* [PAGE TEXT]

------------------------------------

The U.S. Needs to Pay Attention

Greek Prime Minister George Papandreou is set to announce a new cabinet in a concessionary move as he seeks support for new austerity measures. (BBC)

There are two events in the world right now that the citizens of the United States should pay very close attention to.  First, Europe, currently in the manifestation of the riots in Greece.

Second, Canada, where the idea of what is essential seems skewed.

Let us start in Greece, where, along with Portugal, Spain and Ireland, is on the verge of not only bankruptcy, but defaulting on its loans.  When you or I default, those holding the paper get something back.  Car, house, first born child.  But when a country defaults, it is not like the movers come in and scoop up the Parthenon.  It is worse.  For starters, everything the Greek government does, such as paying for...oh, wait, it has no money, it cannot pay for things, like roads, or salaries, or pensions.  Then there are those left holding the bag.  I can assure you that includes you and me in this case.  Banks will take significant losses, similar to those of the housing crash in late 2007, early 2008.  Stocks and bonds could become worthless, the Euro, the US dollar and the Yen will be impacted, causing prices to go up, most likely, and that could start the cycle of another recession - or re-entrench us in the one that we are still, for all practical purposes, in.

------------------------------------

* [WORK ORDER] Continue "The U.S. Needs to Pay Attention," the piece on why Americans should watch Greece and Canada, starting right after its last sentence.

* [DATASET RECORDS]
------------------------------------

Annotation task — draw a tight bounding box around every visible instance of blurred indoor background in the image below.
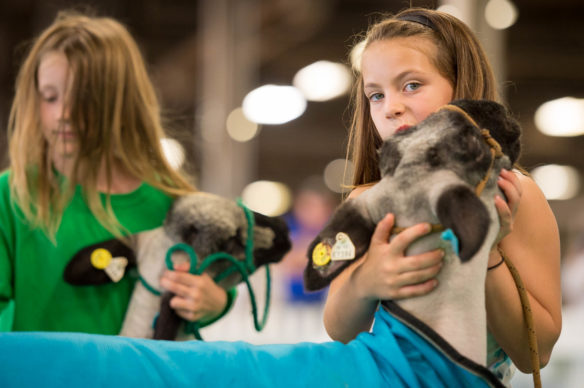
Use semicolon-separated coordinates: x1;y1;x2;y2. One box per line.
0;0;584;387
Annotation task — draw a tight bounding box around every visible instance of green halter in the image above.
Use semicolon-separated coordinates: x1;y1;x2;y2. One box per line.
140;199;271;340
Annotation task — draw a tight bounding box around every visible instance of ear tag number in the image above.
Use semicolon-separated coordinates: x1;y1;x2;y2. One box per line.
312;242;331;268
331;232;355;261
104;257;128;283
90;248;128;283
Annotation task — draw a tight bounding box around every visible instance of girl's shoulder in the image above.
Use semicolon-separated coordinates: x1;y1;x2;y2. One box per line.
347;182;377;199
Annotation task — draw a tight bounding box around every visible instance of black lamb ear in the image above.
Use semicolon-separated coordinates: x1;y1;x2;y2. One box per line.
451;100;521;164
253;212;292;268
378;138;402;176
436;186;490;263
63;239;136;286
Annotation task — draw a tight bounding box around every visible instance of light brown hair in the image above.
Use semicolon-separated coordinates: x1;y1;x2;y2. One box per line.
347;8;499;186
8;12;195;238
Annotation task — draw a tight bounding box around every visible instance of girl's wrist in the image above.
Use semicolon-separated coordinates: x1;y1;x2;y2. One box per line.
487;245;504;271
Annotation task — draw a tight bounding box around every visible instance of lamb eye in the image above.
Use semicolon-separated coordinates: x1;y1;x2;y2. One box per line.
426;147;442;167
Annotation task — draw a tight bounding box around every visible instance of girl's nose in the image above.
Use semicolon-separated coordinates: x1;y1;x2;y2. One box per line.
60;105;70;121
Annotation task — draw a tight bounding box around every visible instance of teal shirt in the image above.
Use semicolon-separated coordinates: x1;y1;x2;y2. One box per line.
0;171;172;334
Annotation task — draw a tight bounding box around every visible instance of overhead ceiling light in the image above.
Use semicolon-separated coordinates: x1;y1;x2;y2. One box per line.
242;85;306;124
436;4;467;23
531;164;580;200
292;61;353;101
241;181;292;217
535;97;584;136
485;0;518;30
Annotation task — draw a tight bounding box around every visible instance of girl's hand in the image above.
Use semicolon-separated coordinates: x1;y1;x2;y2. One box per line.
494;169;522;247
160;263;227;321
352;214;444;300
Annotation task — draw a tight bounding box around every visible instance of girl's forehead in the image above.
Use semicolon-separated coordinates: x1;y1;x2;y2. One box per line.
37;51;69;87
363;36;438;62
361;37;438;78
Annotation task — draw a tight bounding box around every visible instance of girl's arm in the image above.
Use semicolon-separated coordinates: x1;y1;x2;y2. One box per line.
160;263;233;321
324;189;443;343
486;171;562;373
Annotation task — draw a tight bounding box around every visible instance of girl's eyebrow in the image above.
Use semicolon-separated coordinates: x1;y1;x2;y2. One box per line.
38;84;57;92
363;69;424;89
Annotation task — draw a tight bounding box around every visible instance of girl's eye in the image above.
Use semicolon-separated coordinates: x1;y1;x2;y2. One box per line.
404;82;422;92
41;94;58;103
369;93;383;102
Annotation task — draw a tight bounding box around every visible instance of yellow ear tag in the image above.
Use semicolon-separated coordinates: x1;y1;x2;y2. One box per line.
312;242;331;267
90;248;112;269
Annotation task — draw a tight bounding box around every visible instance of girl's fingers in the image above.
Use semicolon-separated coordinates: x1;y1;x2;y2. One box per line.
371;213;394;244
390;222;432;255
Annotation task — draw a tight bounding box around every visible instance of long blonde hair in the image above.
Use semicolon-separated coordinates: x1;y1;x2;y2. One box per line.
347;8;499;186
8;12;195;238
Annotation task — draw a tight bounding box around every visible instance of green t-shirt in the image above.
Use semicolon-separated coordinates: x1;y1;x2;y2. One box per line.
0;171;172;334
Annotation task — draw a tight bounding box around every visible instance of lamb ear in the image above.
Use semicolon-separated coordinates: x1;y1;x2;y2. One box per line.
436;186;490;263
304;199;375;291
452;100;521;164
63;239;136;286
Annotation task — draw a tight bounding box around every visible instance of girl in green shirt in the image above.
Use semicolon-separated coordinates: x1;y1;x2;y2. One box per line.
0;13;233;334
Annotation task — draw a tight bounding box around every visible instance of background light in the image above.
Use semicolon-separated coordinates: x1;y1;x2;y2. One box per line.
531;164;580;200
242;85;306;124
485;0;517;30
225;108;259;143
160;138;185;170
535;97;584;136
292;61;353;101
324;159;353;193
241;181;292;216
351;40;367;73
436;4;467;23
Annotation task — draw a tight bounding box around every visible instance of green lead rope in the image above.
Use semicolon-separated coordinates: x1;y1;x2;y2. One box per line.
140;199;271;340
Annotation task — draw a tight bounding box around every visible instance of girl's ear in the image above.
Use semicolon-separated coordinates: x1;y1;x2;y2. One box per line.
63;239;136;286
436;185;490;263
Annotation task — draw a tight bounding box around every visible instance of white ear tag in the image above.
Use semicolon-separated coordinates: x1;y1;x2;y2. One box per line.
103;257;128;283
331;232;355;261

------------------------------------

* [ANSWER TO THIS PROBLEM]
But why should the U.S. pay attention?  For a couple of reasons.  First, like Greece, there are a number of very large, very financially shaky pension funds that need to be addressed.  The most recent one is a result of the cancelling of the  Space Shuttle program.  The US government, in the form of NASA is on the hook to fund that fund.  But it is not the only one.   Second, the United States is currently taking in much less money, in the form of taxes, than it need to just keep its head above water and pay back the interest on the debt, much less start paying down the principle.  Finally, there is an increasingly large, disassociated middle class that is looking for an excuse to create havoc or take back the country as the Tea Party people would have us believe.

Sadly, there are even fewer solutions.  Raising income taxes is not going to be well received when most people are having trouble making ends meet, and raising corporate taxes, while a viable solution, is also not seen a something that is politically smart.  Couple this with an increasingly elderly population, who cannot afford their medical costs, a new population of elderly that have no pensions, or means and a society that has very little in terms of long term savings, and you are looking at a very grim situation.

And then there are those who hold the paper.  Countries like China and Saudi Arabia.  What sort of terms do you think they might be willing to negotiate to keep from foreclosing?  I can assure you they will not be favourable to the United States.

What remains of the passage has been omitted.